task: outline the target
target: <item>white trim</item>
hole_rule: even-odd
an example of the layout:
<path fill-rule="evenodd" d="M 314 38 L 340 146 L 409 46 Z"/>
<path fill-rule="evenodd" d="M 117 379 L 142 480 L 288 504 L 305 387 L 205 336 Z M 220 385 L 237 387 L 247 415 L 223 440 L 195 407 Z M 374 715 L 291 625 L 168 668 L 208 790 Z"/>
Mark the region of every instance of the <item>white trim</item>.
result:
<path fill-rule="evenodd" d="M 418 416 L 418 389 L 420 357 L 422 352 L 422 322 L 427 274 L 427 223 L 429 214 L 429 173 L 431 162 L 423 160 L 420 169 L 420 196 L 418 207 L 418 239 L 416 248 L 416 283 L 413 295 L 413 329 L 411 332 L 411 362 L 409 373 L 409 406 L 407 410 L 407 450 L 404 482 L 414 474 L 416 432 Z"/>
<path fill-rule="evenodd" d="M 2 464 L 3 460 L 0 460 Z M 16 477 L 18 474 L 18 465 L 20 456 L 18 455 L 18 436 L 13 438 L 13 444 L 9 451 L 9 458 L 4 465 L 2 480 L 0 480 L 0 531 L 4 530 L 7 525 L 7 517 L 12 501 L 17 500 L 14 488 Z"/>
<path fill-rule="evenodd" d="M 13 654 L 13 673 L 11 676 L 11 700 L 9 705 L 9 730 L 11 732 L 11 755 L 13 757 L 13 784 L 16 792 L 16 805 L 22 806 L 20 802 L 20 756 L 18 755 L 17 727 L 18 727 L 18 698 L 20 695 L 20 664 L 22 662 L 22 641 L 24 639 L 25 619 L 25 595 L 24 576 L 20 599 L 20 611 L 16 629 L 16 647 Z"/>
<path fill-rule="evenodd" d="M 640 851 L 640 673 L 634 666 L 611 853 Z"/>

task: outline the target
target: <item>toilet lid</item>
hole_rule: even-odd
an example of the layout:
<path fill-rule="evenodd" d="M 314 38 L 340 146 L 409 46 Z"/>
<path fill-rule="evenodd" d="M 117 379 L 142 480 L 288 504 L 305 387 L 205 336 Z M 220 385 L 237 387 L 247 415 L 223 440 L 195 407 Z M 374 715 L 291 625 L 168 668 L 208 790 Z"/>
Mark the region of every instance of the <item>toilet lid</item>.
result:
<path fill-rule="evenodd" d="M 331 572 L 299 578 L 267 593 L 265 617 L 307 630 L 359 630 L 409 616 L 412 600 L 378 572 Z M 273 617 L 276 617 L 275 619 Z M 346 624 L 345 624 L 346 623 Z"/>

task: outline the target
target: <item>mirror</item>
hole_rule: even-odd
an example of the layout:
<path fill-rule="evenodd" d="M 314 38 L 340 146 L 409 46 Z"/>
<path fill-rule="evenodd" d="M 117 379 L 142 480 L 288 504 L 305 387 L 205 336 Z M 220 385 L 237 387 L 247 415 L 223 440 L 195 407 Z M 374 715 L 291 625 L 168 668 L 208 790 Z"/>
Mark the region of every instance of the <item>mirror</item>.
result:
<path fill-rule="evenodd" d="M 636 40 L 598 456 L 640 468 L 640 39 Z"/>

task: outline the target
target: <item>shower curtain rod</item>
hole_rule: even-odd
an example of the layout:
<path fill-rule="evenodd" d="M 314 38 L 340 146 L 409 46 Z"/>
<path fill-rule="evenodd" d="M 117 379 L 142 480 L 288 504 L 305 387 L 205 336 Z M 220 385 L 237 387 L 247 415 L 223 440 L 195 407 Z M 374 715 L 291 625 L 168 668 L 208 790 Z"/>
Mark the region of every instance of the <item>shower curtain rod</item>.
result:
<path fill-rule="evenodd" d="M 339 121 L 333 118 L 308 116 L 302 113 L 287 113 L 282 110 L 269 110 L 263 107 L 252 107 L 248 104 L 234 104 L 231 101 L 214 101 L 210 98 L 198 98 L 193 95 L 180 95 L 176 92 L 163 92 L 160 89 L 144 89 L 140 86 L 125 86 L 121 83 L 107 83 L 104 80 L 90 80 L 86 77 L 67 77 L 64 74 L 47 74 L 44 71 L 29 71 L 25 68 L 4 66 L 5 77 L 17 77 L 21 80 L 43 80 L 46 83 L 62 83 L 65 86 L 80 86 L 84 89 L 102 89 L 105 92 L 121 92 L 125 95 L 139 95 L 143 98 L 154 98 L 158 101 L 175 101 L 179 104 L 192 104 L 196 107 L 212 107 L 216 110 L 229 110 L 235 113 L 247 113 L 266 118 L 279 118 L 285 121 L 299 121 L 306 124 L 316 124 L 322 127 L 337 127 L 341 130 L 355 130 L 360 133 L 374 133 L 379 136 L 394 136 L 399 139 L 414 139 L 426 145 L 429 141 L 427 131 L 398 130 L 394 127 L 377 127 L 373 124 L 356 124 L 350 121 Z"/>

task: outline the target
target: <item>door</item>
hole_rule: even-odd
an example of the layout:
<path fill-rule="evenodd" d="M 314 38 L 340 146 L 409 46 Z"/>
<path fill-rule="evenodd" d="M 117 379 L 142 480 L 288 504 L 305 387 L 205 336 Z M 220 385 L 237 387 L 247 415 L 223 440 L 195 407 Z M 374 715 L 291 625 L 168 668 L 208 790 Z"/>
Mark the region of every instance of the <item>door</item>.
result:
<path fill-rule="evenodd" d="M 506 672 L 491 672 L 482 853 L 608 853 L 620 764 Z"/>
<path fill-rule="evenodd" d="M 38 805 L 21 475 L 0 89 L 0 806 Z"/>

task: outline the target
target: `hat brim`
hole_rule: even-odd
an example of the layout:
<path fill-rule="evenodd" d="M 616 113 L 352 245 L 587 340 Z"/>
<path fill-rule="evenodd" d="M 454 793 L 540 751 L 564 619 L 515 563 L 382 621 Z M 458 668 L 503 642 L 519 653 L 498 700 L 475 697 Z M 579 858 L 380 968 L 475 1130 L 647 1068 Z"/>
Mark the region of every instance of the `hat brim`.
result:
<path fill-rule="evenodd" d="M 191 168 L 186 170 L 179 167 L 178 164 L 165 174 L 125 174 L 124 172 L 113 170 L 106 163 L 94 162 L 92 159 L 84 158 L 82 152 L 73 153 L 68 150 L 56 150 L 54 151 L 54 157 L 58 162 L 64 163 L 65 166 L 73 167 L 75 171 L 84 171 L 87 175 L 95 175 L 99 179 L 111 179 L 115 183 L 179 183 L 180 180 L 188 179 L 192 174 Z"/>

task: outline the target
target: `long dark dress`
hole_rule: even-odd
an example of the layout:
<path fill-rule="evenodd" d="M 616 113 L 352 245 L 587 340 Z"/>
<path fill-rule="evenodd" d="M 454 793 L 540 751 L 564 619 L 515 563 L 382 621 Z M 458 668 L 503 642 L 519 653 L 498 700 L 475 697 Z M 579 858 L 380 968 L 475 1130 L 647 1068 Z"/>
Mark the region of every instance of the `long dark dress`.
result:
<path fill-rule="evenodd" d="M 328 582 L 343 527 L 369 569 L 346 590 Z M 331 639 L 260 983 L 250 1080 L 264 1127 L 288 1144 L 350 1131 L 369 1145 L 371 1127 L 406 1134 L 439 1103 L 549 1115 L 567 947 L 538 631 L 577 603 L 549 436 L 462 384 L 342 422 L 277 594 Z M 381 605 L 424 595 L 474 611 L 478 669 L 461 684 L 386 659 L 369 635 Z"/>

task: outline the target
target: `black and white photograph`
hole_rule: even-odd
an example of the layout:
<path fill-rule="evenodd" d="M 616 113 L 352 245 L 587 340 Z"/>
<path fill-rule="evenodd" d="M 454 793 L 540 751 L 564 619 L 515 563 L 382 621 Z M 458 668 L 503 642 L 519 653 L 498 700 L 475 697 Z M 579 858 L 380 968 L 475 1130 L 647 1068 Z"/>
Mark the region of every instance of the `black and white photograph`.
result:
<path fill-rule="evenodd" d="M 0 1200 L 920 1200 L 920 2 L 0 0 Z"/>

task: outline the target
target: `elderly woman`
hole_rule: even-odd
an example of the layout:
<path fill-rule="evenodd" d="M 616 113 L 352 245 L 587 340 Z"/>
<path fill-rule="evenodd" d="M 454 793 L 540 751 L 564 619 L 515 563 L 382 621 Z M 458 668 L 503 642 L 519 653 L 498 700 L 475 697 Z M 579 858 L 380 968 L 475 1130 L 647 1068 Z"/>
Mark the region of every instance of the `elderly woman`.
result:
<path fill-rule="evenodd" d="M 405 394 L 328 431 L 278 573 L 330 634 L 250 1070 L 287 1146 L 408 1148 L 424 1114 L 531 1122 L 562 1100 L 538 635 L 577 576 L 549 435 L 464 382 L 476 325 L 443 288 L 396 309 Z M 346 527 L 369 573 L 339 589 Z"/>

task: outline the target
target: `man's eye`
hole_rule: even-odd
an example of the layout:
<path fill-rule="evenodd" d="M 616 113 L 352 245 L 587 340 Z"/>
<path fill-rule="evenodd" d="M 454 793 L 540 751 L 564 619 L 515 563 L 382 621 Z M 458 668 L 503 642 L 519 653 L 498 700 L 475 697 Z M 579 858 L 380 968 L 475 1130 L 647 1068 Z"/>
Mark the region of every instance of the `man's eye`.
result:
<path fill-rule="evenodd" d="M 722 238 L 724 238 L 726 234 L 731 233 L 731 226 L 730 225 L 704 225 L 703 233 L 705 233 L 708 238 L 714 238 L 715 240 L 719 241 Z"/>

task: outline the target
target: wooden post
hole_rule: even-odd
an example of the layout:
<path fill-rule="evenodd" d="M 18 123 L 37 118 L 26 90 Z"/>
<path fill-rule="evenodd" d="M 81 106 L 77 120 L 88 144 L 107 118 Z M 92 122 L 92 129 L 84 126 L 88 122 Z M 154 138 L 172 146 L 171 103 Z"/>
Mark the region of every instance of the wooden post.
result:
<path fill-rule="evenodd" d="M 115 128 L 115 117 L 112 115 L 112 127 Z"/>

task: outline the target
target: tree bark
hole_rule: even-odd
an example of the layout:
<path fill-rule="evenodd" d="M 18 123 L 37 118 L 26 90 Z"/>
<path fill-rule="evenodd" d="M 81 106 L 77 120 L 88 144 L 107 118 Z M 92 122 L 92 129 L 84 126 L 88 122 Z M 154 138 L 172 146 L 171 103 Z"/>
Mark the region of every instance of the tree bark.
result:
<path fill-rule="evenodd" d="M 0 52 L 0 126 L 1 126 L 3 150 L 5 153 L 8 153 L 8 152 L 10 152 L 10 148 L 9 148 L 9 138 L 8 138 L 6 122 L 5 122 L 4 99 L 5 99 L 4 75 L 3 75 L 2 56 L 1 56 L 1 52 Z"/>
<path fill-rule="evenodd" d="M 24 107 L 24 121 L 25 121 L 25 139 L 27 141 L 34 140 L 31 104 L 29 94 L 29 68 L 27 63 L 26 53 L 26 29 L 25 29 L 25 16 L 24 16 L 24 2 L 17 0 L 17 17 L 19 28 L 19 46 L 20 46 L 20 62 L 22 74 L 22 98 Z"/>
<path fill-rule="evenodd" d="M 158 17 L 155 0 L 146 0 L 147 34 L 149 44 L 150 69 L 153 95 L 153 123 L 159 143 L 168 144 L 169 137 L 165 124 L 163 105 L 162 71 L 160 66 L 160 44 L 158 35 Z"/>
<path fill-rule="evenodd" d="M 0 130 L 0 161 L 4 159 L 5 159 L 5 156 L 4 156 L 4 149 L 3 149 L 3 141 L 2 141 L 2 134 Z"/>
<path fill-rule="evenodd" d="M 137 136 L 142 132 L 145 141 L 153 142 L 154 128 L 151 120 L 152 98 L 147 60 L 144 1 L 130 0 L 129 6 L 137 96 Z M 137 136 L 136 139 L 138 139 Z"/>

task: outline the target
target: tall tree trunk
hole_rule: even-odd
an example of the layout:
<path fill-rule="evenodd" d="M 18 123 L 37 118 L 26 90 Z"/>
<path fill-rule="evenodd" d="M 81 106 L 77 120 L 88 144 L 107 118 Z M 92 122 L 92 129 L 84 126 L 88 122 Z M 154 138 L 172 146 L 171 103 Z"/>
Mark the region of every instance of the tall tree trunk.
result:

★ ★ ★ ★ ★ ★ ★

What is required ::
Copy all lines of the material above where the string "white" occurs.

Task response ::
target: <item>white trim</item>
Mark the region of every instance of the <item>white trim</item>.
target: `black and white photograph`
Mark the region of every instance of the `black and white photograph`.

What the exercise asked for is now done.